- [Given entries]:
------

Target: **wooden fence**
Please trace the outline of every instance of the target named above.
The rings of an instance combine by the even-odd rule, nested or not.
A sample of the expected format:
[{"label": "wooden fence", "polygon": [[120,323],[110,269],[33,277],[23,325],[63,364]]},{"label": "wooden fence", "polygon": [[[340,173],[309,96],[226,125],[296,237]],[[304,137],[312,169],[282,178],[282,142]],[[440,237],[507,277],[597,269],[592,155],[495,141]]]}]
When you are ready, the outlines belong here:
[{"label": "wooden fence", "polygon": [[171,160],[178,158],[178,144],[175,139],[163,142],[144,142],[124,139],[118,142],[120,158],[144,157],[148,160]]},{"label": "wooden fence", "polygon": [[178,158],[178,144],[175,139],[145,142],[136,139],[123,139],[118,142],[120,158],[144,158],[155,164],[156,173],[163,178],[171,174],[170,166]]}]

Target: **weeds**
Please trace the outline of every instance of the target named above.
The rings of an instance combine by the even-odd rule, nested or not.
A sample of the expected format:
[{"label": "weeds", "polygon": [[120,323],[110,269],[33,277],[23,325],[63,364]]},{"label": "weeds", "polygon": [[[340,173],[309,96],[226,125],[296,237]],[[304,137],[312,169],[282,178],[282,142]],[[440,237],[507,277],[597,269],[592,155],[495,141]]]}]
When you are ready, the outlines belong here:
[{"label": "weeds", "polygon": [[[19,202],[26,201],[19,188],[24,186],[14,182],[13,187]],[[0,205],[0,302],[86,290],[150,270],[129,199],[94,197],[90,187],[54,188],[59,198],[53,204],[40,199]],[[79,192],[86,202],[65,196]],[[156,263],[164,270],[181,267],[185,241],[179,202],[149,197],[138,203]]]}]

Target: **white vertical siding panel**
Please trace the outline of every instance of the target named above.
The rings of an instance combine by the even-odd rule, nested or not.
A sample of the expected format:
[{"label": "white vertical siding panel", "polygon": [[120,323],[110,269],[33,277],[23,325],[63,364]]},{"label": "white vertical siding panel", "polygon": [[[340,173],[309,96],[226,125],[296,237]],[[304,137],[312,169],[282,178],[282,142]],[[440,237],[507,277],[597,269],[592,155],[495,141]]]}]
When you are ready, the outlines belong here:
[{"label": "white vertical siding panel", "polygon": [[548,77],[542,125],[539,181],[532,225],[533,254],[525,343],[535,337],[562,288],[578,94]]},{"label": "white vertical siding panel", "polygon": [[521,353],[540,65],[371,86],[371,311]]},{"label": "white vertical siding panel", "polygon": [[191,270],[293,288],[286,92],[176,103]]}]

------

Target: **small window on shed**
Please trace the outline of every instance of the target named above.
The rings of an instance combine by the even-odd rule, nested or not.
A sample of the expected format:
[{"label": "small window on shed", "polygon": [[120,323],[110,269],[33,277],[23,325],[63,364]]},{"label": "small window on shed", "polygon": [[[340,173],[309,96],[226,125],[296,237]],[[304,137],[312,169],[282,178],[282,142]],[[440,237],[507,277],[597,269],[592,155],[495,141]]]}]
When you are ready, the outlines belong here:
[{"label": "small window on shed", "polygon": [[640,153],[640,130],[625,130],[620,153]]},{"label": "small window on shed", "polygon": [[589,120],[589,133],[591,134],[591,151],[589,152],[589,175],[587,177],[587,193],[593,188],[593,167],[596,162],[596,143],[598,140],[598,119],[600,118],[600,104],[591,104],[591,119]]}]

------

- [Goal of the exercise]:
In the data above, start at the line that has "Target: **wooden fence**", stop after the line that has "Target: **white vertical siding panel**", and print every line in between exactly as it stands.

- [Task solution]:
Target: **wooden fence**
Please trace the outline of every instance of the target named above.
The rings of an instance combine by the even-odd rule, nested or not.
A sample of the expected format:
[{"label": "wooden fence", "polygon": [[120,323],[110,269],[33,277],[23,325],[63,364]]},{"label": "wooden fence", "polygon": [[[340,173],[309,96],[226,125],[296,237]],[[304,137],[312,169],[282,178],[282,142]],[[440,237],[507,277],[597,269],[592,155],[495,141]]]}]
When you are ready, the outlines belong here:
[{"label": "wooden fence", "polygon": [[171,160],[178,158],[178,144],[175,139],[163,142],[144,142],[124,139],[118,142],[120,158],[144,157],[148,160]]},{"label": "wooden fence", "polygon": [[178,158],[178,144],[175,139],[145,142],[136,139],[123,139],[118,142],[120,158],[144,158],[155,164],[156,173],[163,178],[171,174],[170,166]]}]

Target: **weeds**
Please trace the outline of every instance of the target named above.
The rings of an instance combine by the even-odd rule, nested or not.
A sample of the expected format:
[{"label": "weeds", "polygon": [[120,323],[110,269],[33,277],[23,325],[63,364]]},{"label": "weeds", "polygon": [[[340,173],[309,96],[226,125],[296,237]],[[304,137],[312,169],[282,178],[282,142]],[[440,237],[507,277],[597,269],[592,155],[495,141]]]}]
When you are ready, the outlines belong here:
[{"label": "weeds", "polygon": [[[19,202],[26,201],[19,188],[24,186],[14,182],[13,187]],[[0,205],[0,302],[86,290],[150,270],[129,199],[94,197],[90,187],[54,188],[59,198],[53,204],[40,199]],[[79,192],[86,202],[65,196]],[[156,263],[164,270],[181,267],[185,241],[179,202],[149,197],[138,203]]]}]

Target: **white vertical siding panel**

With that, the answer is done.